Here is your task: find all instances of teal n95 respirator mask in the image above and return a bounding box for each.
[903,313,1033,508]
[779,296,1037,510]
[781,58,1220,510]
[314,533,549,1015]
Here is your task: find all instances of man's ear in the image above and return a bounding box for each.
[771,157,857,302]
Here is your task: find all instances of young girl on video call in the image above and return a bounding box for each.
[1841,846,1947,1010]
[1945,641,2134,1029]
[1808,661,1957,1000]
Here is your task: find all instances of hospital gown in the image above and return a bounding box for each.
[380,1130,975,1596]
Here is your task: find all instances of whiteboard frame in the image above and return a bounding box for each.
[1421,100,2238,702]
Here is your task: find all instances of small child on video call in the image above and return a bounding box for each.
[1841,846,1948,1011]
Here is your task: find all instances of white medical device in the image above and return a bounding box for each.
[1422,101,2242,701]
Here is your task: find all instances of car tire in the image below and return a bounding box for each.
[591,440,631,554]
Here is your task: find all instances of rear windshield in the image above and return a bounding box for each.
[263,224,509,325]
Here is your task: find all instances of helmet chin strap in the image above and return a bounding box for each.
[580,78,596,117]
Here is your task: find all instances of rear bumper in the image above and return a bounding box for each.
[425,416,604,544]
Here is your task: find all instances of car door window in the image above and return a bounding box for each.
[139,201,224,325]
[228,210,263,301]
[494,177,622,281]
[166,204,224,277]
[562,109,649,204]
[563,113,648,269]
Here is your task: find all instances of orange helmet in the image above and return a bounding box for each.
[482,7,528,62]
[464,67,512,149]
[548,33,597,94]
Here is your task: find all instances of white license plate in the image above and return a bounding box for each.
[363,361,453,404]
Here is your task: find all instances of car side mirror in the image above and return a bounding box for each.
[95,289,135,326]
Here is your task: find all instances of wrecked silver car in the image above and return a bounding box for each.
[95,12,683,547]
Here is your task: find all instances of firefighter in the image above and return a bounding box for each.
=-=-=-=-=
EXERCISE REQUIREMENTS: Output the full listing. Match it exactly.

OUTPUT:
Here is your task: find all instances of teal n95 respirator mask in the image above and return a bounding box for each.
[903,313,1033,508]
[779,296,1037,510]
[781,58,1220,510]
[314,533,549,1015]
Here is your task: find all instances of man's ear in the image above and return a bounding box for each.
[771,157,857,302]
Here is your task: find all instances of young girl on video call in the image above and return a bounding box for each.
[1841,846,1947,1010]
[1945,641,2134,1029]
[1808,661,1957,1000]
Here is your task: find all instances of hospital gown in the image above and return a bounding box for each.
[380,1130,975,1596]
Here is your task: find all instances of whiteboard frame in the image above and return a bounding box for each.
[1421,100,2238,702]
Here is your task: find all instances of small child on video call in the image above and return a bounding box for each.
[1841,846,1948,1011]
Here is your task: find all instances of white medical device in the image above and return a bounding box for each.
[1422,101,2242,701]
Here is your task: find all instances of car tire in the image below and return a bounding box for each.
[591,440,631,554]
Here is your task: find all instances of rear windshield in the image above and return a bounding box for each.
[263,224,509,325]
Here is your task: find all instances of helmet chin strap in the image above and return a bounding box for each.
[580,78,596,117]
Here is your task: find all instances of rear bumper in the image above and return a bounding box for each.
[425,416,604,544]
Here is your task: find all instances of car door window in the image above and return a bounding box for each.
[139,201,224,325]
[228,210,263,301]
[494,177,622,281]
[166,204,224,277]
[562,109,649,204]
[563,113,648,269]
Here is your task: find all instances of orange helmet in the image above and return a bounding box for each.
[482,7,528,62]
[464,67,512,149]
[548,33,597,94]
Here is your task: find all instances of white license plate in the image above and return a bounding box for each.
[363,361,453,404]
Here is your task: find all instances of car side mirror in the image above and return a bounding box for each.
[95,289,135,326]
Here is your task: find all instances of wrecked silver car in the image above and return a bounding box for each.
[95,12,683,547]
Here is your task: find all instances of firefighter in the image above and return a bounding box for each.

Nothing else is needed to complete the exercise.